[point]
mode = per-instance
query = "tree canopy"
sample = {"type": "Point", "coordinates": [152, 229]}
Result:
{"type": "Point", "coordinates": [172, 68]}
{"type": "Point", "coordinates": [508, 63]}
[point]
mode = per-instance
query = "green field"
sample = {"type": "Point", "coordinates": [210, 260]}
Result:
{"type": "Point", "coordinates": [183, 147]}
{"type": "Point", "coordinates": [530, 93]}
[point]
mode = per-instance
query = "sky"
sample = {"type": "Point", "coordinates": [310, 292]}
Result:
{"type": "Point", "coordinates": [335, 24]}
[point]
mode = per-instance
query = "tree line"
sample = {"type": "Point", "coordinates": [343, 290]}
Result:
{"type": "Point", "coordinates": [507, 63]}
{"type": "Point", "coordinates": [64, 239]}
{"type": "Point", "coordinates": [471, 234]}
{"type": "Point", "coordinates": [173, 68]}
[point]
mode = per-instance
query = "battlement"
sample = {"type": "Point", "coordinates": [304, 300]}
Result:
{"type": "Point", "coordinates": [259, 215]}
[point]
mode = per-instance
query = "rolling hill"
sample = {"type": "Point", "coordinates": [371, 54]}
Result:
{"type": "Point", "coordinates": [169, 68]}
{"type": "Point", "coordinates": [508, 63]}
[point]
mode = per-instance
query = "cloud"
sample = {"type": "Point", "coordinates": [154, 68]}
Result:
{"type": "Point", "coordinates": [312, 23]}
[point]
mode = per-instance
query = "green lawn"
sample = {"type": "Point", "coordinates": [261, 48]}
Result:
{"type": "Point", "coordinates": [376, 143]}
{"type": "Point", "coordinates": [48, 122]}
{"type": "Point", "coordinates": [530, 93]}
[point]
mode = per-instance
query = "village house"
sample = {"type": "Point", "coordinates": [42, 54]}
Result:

============================================================

### [Requirements]
Copy all of the records above again without changing anything.

### [The completed task]
[point]
mode = per-instance
query = "tree canopy"
sample = {"type": "Point", "coordinates": [152, 229]}
Result:
{"type": "Point", "coordinates": [172, 68]}
{"type": "Point", "coordinates": [508, 63]}
[point]
mode = per-instance
query = "green field"
sample = {"type": "Point", "coordinates": [210, 260]}
Result:
{"type": "Point", "coordinates": [183, 147]}
{"type": "Point", "coordinates": [530, 93]}
[point]
mode = per-instance
query = "sky"
sample = {"type": "Point", "coordinates": [310, 292]}
Result:
{"type": "Point", "coordinates": [335, 24]}
[point]
mode = per-instance
query = "tree line"
sample = {"type": "Point", "coordinates": [343, 290]}
Result:
{"type": "Point", "coordinates": [507, 63]}
{"type": "Point", "coordinates": [64, 239]}
{"type": "Point", "coordinates": [471, 234]}
{"type": "Point", "coordinates": [173, 68]}
[point]
mode = per-instance
query = "battlement"
sample = {"type": "Point", "coordinates": [304, 300]}
Result:
{"type": "Point", "coordinates": [259, 215]}
[point]
mode = per-instance
query = "rolling hill"
sample = {"type": "Point", "coordinates": [371, 54]}
Result:
{"type": "Point", "coordinates": [169, 68]}
{"type": "Point", "coordinates": [508, 63]}
[point]
mode = per-instance
query = "cloud"
sample = {"type": "Point", "coordinates": [154, 68]}
Result:
{"type": "Point", "coordinates": [312, 23]}
[point]
mode = per-instance
query = "green lawn"
sample = {"type": "Point", "coordinates": [261, 48]}
Result:
{"type": "Point", "coordinates": [376, 143]}
{"type": "Point", "coordinates": [48, 122]}
{"type": "Point", "coordinates": [530, 93]}
[point]
mode = per-instance
query = "village house"
sample = {"type": "Point", "coordinates": [42, 54]}
Result:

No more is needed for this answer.